JPM is actually Chenical Bank which bought Manufacuters Hanover, Chase (which bought Hambrecht & Quist and Robert Fleming), JP Morgan, US Bancorp and Bear Stearns

MS is actually Dean Witter which bought Discover and Morgan Stanley (I remember the day Morgan Stanley bankers were given Discover credit cards as their corporate cards)

Primerica acquired Smith Barney and Shearson and Salomon Brothers before merging with Travelers Insurance and Citi

Barclays is the combination of Barclays Investment Bank (whose foundations are De Zoete Wedd and Lehman

DB bought Bankers Trust (which bought Alex Brown) and Morgan Grenfell

BofA bought Montgomery Securities and Merrill Lynch

UBS acquired Swiss Banking Corporation which acquired SG Warburg and Dillon Read and Paine Webber

Wells Fargo acquired Wachovia which had acquired Wheat First and Prudential Securities (which acquired Kidder Peabody from General Electric)

Credit Suisse acquired First Boston and DLJ

RBC acquired Dain Rauscher

CIBC acquired Oppenheimer

and that’s how investment banks almost died

 

Just wanted to add that Credit Suisse acquired First Boston and Donaldson Lufkin Jenrette, and DLJ inherited the core of Drexel Burnham Lambert.

  • First Boston had to be bailed out for financing the LBO of the Ohio Mattress Company when HY crashed.
  • DBL was forced into bankruptcy due to Milken's crimes 

Although it's a prestigious ancestry, it seems the strong legacy of fucking up is carrying through to today!

 

Wow fantastic recap. Wonder what the next decade of acquisitions and consolidations will look like

 

Great thread, love the wonky history of finance, especially investment banks. IMO, you can understand a lot of our current economic/financial malaise by understanding the change in the structure and function of major financial institutions.

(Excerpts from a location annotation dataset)
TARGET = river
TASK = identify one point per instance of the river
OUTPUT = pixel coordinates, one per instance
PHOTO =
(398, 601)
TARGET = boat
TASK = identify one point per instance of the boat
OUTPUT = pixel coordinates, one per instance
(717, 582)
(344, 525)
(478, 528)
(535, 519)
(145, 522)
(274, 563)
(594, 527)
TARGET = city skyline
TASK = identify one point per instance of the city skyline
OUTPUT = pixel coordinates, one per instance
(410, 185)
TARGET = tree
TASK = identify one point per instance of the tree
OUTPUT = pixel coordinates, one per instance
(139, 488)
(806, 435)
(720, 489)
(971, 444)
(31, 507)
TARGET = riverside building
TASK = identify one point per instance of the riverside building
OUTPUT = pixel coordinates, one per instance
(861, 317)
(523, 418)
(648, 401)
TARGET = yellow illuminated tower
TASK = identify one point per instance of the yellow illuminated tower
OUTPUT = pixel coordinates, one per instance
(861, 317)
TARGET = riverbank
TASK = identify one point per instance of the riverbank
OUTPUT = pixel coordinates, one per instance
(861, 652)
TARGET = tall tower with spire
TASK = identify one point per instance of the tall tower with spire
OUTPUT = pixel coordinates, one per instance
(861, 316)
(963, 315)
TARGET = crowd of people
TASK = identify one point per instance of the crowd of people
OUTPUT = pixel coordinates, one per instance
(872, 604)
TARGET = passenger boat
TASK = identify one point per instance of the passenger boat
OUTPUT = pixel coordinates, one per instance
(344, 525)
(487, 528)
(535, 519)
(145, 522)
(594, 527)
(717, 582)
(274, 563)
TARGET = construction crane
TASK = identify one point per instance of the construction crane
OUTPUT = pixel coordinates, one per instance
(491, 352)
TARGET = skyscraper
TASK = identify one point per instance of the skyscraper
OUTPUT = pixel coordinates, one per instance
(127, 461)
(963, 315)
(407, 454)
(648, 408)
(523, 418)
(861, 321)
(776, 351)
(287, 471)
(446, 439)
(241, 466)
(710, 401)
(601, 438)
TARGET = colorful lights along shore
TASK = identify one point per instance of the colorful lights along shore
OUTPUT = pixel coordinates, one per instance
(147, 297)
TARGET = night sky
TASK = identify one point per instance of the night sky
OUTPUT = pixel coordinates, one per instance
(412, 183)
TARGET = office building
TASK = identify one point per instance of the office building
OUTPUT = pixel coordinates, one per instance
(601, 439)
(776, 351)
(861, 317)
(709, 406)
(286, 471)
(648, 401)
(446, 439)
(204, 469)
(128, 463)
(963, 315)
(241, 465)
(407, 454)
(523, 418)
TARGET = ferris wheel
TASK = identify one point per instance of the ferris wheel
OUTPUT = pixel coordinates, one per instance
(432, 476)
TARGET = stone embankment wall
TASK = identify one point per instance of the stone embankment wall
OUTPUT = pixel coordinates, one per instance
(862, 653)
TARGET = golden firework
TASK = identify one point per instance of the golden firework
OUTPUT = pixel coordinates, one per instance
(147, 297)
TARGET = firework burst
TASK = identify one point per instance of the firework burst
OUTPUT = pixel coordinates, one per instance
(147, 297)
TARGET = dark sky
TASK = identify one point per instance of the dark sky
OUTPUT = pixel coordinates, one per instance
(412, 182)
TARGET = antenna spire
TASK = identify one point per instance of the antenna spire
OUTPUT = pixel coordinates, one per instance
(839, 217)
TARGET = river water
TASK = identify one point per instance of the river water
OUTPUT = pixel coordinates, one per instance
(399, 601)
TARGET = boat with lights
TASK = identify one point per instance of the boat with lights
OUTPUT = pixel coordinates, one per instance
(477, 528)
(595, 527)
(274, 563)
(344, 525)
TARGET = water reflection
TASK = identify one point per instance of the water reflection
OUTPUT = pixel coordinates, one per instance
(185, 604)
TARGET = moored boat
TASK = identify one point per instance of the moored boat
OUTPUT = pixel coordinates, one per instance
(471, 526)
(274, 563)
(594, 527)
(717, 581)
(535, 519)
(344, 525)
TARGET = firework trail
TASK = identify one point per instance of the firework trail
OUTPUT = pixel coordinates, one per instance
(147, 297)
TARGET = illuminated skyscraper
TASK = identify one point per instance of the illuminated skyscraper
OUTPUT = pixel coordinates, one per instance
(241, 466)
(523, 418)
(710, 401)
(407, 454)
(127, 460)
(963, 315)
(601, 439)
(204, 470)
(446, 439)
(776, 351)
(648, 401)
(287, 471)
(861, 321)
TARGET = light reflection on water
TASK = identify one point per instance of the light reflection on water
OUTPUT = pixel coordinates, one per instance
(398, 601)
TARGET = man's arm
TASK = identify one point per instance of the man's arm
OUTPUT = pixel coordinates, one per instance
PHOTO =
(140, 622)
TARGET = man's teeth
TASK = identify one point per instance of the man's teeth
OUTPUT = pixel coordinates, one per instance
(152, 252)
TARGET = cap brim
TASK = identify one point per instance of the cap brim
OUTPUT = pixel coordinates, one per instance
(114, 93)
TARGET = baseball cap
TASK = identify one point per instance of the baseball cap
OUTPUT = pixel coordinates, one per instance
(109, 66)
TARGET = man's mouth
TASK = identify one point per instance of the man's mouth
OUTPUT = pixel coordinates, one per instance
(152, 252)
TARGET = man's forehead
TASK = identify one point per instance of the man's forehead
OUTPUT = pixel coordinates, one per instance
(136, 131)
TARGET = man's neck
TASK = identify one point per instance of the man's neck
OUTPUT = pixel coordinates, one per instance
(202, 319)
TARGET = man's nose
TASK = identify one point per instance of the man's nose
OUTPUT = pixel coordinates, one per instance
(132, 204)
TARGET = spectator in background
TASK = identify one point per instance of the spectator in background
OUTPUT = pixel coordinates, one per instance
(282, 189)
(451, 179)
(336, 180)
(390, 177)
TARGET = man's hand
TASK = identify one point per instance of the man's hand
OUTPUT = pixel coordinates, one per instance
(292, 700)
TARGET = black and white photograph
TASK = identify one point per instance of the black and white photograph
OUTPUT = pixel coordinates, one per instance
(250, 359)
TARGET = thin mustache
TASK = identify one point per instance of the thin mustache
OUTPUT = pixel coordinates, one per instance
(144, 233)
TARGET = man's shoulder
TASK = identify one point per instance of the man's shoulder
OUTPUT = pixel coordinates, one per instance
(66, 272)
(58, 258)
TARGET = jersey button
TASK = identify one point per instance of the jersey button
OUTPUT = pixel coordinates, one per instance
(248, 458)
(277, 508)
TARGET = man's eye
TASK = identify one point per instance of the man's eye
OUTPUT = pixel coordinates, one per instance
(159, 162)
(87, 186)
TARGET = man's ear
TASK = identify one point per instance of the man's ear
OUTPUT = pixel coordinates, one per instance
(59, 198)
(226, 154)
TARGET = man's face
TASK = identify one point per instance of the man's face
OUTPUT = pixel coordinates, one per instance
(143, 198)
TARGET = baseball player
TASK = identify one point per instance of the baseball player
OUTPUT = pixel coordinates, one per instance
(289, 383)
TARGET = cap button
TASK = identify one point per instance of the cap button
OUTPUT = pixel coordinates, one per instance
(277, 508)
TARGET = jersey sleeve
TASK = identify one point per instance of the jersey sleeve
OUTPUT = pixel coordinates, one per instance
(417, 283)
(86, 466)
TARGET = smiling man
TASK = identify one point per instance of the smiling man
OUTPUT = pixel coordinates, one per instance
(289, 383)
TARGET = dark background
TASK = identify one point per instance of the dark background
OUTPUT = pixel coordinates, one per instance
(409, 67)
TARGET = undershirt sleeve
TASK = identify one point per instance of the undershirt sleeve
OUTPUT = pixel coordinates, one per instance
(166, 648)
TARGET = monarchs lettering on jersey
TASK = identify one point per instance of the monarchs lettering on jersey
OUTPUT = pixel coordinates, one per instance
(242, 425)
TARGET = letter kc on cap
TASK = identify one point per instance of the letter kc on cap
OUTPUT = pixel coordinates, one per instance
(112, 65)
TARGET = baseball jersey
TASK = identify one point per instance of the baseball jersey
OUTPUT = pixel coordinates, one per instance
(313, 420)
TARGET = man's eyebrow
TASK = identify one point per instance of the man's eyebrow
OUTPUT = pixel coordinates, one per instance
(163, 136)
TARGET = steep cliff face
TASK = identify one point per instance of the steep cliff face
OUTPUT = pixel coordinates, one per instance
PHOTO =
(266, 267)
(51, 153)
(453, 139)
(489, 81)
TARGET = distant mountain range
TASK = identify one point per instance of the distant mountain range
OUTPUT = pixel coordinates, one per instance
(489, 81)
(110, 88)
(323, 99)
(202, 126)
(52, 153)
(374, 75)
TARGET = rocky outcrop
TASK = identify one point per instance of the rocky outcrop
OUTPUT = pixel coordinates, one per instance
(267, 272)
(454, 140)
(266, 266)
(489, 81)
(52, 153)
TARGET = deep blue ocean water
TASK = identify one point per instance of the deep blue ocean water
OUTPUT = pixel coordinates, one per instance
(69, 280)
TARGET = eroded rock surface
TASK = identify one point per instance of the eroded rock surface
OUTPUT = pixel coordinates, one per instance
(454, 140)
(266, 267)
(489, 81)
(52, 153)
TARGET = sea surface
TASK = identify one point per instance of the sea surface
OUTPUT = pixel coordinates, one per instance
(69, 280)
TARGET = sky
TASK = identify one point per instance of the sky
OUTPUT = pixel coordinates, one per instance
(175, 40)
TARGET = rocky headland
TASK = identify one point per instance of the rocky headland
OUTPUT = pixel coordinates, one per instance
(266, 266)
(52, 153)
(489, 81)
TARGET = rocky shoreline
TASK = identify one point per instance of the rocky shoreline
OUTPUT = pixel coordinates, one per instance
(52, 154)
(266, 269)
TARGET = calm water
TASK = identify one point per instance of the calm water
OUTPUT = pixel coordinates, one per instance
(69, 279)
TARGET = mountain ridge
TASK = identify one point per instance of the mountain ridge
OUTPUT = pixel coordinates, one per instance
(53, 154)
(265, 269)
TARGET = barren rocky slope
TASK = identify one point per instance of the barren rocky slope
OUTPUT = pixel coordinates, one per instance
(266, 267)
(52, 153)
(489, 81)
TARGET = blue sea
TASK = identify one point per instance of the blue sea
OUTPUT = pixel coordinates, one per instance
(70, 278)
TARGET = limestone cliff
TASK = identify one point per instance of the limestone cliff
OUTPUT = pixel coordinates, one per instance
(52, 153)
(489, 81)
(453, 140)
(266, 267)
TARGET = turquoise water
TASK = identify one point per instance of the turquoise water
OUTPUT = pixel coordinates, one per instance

### EXERCISE
According to the thread on investment bank mergers, which firm did RBC acquire?

### RIGHT ANSWER
Dain Rauscher